--- START OF Records ---

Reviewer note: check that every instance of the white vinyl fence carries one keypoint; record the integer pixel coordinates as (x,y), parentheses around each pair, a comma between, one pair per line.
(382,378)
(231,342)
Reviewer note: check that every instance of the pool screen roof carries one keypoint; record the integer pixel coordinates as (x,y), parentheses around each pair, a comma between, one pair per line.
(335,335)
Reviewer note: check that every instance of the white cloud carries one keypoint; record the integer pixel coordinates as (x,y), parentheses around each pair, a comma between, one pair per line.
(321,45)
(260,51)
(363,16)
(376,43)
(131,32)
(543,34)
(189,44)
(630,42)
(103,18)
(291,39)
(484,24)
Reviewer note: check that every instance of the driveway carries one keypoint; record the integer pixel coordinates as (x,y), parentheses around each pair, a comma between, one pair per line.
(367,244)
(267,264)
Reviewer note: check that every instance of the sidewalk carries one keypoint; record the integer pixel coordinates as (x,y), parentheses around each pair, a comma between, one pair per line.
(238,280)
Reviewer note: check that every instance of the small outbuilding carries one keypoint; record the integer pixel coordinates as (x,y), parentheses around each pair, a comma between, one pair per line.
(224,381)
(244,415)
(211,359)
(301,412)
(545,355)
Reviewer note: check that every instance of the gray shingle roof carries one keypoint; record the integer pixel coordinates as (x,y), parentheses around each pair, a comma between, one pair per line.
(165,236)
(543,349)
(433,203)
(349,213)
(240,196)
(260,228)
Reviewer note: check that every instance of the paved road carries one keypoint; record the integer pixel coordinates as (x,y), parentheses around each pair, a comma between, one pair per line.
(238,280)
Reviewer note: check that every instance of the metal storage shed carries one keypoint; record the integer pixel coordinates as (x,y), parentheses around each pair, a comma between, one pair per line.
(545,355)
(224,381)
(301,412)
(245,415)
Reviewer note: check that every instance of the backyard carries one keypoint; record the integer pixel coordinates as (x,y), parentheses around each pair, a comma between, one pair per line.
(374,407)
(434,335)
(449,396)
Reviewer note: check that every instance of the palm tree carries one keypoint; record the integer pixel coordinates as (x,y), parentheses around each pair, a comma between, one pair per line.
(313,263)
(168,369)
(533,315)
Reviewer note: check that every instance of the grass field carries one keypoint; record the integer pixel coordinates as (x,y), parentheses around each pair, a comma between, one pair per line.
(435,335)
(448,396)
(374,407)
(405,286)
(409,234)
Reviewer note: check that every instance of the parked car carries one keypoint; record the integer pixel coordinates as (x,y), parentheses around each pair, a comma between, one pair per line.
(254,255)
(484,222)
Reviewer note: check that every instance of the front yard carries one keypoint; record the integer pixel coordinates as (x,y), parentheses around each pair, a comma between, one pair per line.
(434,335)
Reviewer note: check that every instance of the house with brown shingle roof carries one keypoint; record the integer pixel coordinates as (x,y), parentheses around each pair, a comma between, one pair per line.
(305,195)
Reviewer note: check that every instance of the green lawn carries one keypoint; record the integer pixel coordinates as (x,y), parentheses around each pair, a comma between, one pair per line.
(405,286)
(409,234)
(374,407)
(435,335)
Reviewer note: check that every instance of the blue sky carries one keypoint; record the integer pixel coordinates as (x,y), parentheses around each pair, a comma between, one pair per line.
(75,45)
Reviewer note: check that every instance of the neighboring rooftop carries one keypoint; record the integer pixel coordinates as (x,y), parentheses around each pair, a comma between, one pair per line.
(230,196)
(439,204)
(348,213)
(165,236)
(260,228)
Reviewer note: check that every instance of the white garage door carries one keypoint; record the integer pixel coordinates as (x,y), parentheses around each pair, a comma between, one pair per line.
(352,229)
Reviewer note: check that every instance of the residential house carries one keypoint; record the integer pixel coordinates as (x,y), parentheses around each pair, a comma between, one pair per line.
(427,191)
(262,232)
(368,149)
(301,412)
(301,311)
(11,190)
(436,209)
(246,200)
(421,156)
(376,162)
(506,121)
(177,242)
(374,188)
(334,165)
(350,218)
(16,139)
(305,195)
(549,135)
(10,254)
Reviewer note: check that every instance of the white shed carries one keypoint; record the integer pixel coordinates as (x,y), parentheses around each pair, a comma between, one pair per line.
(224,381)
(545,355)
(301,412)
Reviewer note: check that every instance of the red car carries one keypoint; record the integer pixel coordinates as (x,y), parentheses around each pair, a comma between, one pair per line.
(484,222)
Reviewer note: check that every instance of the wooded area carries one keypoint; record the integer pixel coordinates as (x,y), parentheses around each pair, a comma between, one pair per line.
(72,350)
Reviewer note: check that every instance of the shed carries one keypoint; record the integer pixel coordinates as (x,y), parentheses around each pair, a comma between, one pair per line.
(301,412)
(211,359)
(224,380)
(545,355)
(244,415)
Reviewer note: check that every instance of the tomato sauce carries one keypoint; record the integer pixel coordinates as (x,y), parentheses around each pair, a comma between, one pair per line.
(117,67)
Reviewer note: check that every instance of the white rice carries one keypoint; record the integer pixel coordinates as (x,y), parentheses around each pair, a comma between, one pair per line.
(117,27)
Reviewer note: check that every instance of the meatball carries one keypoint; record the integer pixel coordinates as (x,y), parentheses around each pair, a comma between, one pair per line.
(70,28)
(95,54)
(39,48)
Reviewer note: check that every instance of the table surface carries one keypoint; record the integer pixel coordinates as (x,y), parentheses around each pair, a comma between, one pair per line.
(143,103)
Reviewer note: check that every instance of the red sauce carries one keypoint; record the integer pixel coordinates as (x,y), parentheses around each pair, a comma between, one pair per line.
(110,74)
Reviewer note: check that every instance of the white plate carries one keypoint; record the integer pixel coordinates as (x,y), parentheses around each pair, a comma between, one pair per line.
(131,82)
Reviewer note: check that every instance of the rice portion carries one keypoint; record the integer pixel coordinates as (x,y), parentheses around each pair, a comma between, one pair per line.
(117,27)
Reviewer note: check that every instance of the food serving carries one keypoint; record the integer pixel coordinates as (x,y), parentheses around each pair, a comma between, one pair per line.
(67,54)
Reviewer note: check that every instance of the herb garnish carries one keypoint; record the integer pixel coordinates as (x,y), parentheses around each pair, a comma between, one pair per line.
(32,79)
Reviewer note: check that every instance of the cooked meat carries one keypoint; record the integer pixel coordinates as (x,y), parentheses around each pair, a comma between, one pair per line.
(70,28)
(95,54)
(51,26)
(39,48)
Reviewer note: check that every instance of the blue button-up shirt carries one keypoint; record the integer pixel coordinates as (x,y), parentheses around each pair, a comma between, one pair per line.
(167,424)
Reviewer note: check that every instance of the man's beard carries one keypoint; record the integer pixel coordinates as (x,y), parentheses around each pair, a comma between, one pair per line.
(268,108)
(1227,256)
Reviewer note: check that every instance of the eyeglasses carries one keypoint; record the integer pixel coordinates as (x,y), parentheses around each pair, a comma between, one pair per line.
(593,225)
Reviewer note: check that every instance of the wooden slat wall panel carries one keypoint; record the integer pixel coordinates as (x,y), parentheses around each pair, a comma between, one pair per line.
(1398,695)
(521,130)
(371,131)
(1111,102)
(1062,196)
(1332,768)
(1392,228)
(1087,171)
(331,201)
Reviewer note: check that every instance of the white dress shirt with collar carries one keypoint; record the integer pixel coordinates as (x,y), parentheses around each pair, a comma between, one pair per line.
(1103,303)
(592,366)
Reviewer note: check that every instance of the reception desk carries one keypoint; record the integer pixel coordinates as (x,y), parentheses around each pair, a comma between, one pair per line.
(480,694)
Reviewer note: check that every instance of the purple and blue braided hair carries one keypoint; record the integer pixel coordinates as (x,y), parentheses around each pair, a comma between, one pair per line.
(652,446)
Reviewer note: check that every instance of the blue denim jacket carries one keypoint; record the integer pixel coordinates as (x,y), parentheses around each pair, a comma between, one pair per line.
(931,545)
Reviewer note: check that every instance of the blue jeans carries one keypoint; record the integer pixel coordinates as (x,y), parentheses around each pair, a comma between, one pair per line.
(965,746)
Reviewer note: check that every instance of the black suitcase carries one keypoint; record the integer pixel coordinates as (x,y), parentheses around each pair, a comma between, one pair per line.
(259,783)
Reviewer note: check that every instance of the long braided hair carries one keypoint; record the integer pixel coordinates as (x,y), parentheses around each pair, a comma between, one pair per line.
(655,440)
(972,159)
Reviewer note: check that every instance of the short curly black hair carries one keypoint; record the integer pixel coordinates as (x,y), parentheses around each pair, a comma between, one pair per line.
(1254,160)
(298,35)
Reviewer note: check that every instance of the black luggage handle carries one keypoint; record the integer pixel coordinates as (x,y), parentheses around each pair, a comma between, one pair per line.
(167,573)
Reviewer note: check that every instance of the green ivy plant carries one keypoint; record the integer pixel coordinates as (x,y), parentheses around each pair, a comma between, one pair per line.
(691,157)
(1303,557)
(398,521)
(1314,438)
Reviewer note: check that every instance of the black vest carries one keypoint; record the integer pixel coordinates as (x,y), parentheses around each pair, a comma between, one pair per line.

--- END OF Records ---

Challenge: Render the lines above as a Markdown table with two columns, Row and Line, giving each line a row number. Begin at the line that contains "Reviewer note: check that every instance of the green ivy", stop after the final line, include only those lines, and leave out any blank ones.

Output below:
| Row | Line |
|---|---|
| 1 | Reviewer note: check that every instance of the green ivy plant carries one keypoint; record the integer pixel coordinates as (x,y), parentheses around each pair, a comma between, one pair per line. |
| 2 | (691,157) |
| 3 | (1303,557) |
| 4 | (398,521) |
| 5 | (1314,438) |
| 6 | Reviewer note: check that every instance of the black vest carries one keypoint; record the integer pixel coordinates as (x,y), parentheses around each pair, a comma between, one pair per line. |